►

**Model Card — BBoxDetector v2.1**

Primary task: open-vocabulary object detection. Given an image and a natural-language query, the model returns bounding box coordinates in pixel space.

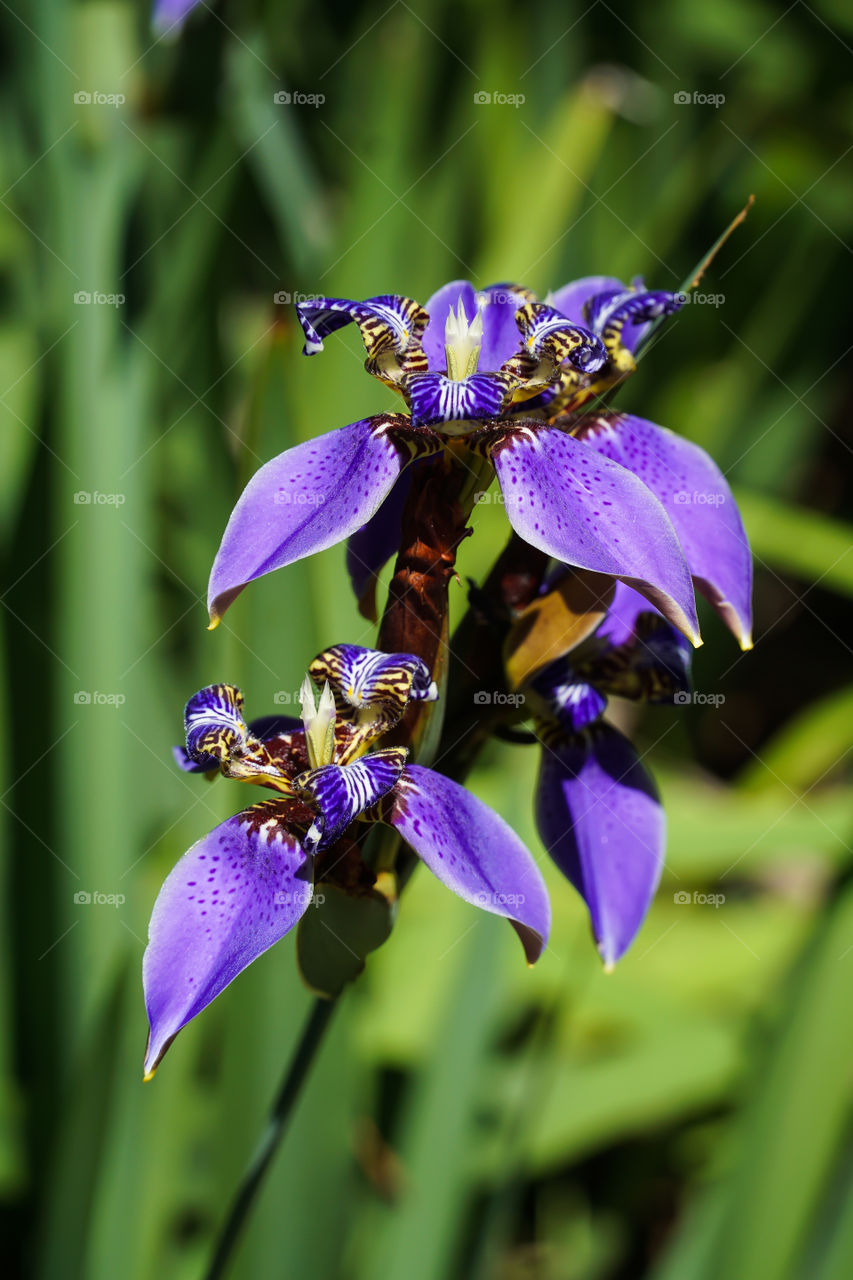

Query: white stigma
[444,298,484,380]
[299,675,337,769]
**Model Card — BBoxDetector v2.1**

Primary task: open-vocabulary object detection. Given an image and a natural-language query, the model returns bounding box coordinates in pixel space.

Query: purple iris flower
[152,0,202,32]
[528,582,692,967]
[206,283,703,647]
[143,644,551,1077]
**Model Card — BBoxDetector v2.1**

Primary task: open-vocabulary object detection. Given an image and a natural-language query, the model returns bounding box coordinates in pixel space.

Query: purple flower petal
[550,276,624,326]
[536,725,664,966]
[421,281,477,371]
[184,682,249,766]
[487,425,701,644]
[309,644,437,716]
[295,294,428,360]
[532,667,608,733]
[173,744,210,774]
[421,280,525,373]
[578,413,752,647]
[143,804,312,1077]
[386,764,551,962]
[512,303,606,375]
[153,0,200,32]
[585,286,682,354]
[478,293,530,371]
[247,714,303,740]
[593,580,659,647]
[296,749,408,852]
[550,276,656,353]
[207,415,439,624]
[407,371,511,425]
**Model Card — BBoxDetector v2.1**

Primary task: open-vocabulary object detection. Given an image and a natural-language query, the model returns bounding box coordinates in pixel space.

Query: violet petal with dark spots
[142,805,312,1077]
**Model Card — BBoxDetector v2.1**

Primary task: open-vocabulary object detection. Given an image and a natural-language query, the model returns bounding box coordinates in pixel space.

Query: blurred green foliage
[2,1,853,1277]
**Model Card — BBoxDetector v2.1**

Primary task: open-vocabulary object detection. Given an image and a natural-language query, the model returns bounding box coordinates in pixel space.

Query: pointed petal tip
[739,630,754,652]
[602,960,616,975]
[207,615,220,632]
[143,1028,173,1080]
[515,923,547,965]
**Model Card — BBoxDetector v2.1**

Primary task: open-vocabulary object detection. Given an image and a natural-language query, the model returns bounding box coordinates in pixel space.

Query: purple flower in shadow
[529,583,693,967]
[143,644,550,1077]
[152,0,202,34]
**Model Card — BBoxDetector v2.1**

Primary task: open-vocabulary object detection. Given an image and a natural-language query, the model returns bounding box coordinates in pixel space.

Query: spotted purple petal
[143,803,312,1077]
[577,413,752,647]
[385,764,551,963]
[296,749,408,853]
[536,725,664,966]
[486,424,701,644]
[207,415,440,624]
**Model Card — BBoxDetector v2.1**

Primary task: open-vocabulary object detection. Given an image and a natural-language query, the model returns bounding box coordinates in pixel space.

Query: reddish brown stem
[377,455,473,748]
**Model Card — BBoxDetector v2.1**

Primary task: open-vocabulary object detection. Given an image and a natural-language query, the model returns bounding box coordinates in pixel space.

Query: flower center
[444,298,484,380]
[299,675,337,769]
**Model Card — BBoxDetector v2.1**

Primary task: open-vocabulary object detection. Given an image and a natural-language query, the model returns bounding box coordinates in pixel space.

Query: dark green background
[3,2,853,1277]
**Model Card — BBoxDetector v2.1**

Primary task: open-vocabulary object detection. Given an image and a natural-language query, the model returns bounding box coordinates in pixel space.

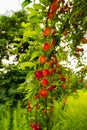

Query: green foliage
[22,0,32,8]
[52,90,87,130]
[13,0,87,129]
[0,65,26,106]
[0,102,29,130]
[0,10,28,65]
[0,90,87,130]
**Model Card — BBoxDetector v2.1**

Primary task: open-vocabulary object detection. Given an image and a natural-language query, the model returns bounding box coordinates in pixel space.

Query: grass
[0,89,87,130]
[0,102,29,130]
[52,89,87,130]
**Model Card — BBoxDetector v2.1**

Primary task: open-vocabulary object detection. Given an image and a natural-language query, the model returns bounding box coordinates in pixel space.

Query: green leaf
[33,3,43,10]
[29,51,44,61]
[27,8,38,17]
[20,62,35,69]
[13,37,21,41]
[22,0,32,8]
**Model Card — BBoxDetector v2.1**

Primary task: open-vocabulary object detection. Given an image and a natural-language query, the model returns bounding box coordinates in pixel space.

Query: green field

◄

> [Exercise goal]: Quote every record above exactly, omitting any pictures they contain.

> [Answer to the problem]:
**Model Card — BBoxDetector v2.1**

Primary task: open-vocabulary object detection. Given an image and a natural-language query, the model returns bounding box coordinates in pixel space.


Query: white stigma
[444,298,484,380]
[299,675,337,769]
**Model Card — BBoxDetector v2.1**

Primary task: open-vocabulary object detection. Given an image and a natural-language query, the model returns bounding box coordinates in pixel space.

Query: purple iris flower
[152,0,202,32]
[528,582,692,967]
[206,283,703,647]
[143,644,551,1077]
**Model Card — BBoxDetector v2.1**

Primary task: open-vocabulary object detection. Given an image and a natural-language query, the model returns bounding box coordinates in pixel space.

Query: purple flower petal
[550,276,624,326]
[536,725,664,966]
[421,281,477,371]
[184,682,249,766]
[487,425,701,644]
[309,644,437,716]
[295,294,428,360]
[532,667,608,733]
[173,744,210,774]
[421,280,525,373]
[578,413,752,647]
[143,804,312,1077]
[386,764,551,962]
[512,303,606,375]
[153,0,200,32]
[585,286,682,354]
[478,293,530,371]
[247,714,303,740]
[593,580,659,647]
[296,749,408,852]
[550,276,656,353]
[207,415,439,624]
[407,371,511,425]
**Model Card — BBoxDetector v2.1**

Primary task: open-vocabulary object detection. Given an image and a natural-language query, the model returns bounding box coordinates in pixel space.

Query: violet petal with dark spots
[142,805,312,1077]
**Model Card — BBoxDetector v2.1**

Primary task: open-vocabulary object detection. Given an image and a natural-language query, the model returns bounding box coordinates in pixel space.

Query: blurred green foliage
[2,1,853,1277]
**Model Card — BBoxDetector v2.1**

Primary task: open-vocabulary object detection. Given an image and a natural-language query, the model returns bounding box coordinates in pixel space.

Query: pointed petal tip
[739,630,754,652]
[602,960,616,975]
[207,615,220,632]
[143,1028,173,1080]
[515,923,547,965]
**Model Card — BBoxDetector v2.1**

Primary task: open-vocabulary object detection. Given an image and a natural-language query, the model returns bounding box coordinates in pixel space.

Query: purple flower in shadow
[529,583,693,967]
[143,644,550,1077]
[152,0,202,34]
**Model Card — BBoxDetector v2.1**

Primary task: open-vocabulary object detection. Given an image and a natural-language query, the model returns bounding box coordinates in pixel space.

Query: spotted purple petal
[143,803,312,1077]
[577,413,752,647]
[385,764,551,963]
[296,749,408,853]
[536,725,664,966]
[486,424,701,644]
[207,415,440,624]
**Model Card — BBoxDetector v2.1**

Primary task: open-vocabulary object detection. Given an image and a natural-language query, the model returns bounding box coordinates in pixel space.

Query: reddish brown stem
[377,455,473,748]
**Model Card — BBoxDetector v2.1**

Primary task: open-vocabulary object detection. Given an image and a natural-language query, the model returns bounding box coordinates in pixel space.

Query: flower center
[444,298,484,380]
[299,675,337,769]
**Model Card — BBoxDetector v2.1**

Primary task: open-vocabulary object detection. Given an image and a natural-language query, the model returns bounding box coordinates in pixel space.

Query: dark green background
[3,2,853,1277]
**Model Card — BBoxDetector v2.1**

Primary task: open-vocabulary object detection. Given an image and a natural-language query, the model returns bounding box coordinates in pixel space.


Query: green foliage
[22,0,32,8]
[52,90,87,130]
[13,0,87,129]
[0,65,26,106]
[0,102,29,130]
[0,10,28,65]
[0,90,87,130]
**Model Card — BBoxDetector v2.1**

Primary task: open-vocabulary object detection. Given an image and a natural-language query, the model returns bounding box coordinates in pixel space.

Query: grass
[0,89,87,130]
[0,102,29,130]
[52,89,87,130]
**Model Card — BBoxDetector v2.1**

Primary task: open-vocabulary object detection. Given an image and a natural-language query, the model returns bounding box coordinates in pixel space.

Query: green leaf
[33,3,43,10]
[29,51,44,61]
[27,8,38,17]
[20,62,35,69]
[13,37,21,41]
[22,0,32,8]
**Model Card — BBoxDetector v2.1**

Primary task: open-vocabulary object detection. Given an image and a natural-language query, the model returns bounding box coordinates in pixel space.

Query: green field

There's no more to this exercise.